Stored data entries:
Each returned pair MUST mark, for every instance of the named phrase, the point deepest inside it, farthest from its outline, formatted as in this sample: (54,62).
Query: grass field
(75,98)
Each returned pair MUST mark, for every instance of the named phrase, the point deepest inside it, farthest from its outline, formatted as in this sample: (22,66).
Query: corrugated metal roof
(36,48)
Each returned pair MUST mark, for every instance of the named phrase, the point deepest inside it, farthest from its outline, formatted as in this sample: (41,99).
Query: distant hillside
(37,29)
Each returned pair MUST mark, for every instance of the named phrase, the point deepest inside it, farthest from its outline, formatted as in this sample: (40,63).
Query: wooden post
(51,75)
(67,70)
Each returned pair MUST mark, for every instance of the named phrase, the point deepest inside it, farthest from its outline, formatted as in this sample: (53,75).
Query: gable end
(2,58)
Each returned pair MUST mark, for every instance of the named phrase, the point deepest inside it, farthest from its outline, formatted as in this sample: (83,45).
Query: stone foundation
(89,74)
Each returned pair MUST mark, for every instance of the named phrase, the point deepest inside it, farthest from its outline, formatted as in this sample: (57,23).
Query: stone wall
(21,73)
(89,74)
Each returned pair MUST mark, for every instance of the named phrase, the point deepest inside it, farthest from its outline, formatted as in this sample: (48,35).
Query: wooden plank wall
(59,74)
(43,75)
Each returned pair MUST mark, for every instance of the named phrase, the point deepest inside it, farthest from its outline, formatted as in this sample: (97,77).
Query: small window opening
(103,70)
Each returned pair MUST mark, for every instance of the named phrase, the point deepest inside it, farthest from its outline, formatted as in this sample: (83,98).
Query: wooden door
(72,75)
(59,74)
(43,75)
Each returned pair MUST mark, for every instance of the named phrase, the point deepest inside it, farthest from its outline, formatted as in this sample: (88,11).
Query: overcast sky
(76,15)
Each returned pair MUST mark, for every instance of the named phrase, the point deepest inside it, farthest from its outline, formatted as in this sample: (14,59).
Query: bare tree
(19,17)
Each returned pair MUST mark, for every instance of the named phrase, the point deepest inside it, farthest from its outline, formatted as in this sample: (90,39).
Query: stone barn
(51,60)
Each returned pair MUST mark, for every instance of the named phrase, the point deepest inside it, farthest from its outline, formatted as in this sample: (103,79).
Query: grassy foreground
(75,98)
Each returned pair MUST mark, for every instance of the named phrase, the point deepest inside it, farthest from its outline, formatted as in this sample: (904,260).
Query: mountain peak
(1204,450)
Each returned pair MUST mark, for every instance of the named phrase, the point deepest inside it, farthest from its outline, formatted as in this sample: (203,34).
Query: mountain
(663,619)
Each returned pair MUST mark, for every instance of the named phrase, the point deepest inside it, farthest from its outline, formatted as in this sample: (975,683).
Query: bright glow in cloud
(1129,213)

- _Work to be completed_:
Reproduce every line of the data so that nothing differs from the original.

- _Written answer_:
Each returned pair MUST mark, for every instance of the named phrase, the point deepest inside it, farthest from its outline, formatted as in this sample: (54,62).
Query: grass field
(75,98)
Each returned pair MUST mark, for every instance of the named phrase, the point deepest inside it, farthest from its outline, formatted as in this sample: (22,66).
Query: corrugated metal roof
(36,48)
Each returned pair MUST mark, for every instance of the named phrase, the point deepest inside it, farthest from its outline, formatted as in this sample: (41,99).
Query: distant hillside
(37,29)
Each returned pair MUST mark, for every instance of the named phrase, the point deepest inside it, farthest from its outline, formatted as in this sample: (40,63).
Query: wooden post
(51,75)
(67,70)
Each returned pair MUST mark, for every instance of the named phrase, the point deepest inside it, farthest from its outline, formatted as in this sample: (53,75).
Query: gable end
(2,58)
Each returned pair MUST mark, for every instance of the named phrase, the point deepest inside it, farthest from its outline, formatted as in this sample: (83,45).
Query: stone foundation
(89,74)
Each returned pair MUST mark, for every instance of the named phrase, the point deepest inside it, farthest from its outline, formatted as in this sample: (57,23).
Query: stone wall
(21,73)
(89,74)
Each returned pair MUST mark, for every instance of the named phrase, the point deepest inside it, farthest from its outline, formatted as in this sample: (48,35).
Query: wooden plank wall
(59,74)
(43,75)
Each returned pair MUST mark, for every instance of the named phrase, the point deepest inside it, farthest from its outline, formatted as in this sample: (97,77).
Query: small window opening
(103,70)
Each returned pair MUST mark, for every instance of the named phrase, the point deepest inside it, farthest from its outline, formatted as in this sample: (83,98).
Query: wooden door
(72,75)
(59,74)
(43,75)
Each returned pair MUST mark, for every instance of the named phrase, the point deepest inside it, farthest from its outline, formatted as in this sample: (88,11).
Query: overcast sky
(76,15)
Each returned pair MUST mark, for every instance of the named phrase, the point deepest inside it, farthest from its outline, formatted as in this sample: (14,59).
Query: bare tree
(19,17)
Each returned pair MUST mark, for every instance of the named phrase, the point deepest inside it, farthest from its outline, formatted as in this sample: (90,39).
Query: stone barn
(51,60)
Each returned pair MUST mark, for every instance of the named phrase, the point deepest inside it, farthest from its outline, formatted as in this sample: (103,79).
Query: grassy foreground
(75,98)
Each returned pair MUST mark, for every instance of the named phrase, the point deepest inside it, farthest from its outline, formatted as in this sample: (904,260).
Query: mountain peak
(1204,450)
Each returned pair MUST mark, for every instance of the named phrase, the point deepest inside it, farthest from its outline, formatted as in this sample: (203,34).
Query: mountain
(663,619)
Each returned pair MUST mark, for every instance of the named phrase, the point deepest inside it, farthest from its outline, formatted as in this sample: (975,683).
Query: bright glow in cloud
(1129,213)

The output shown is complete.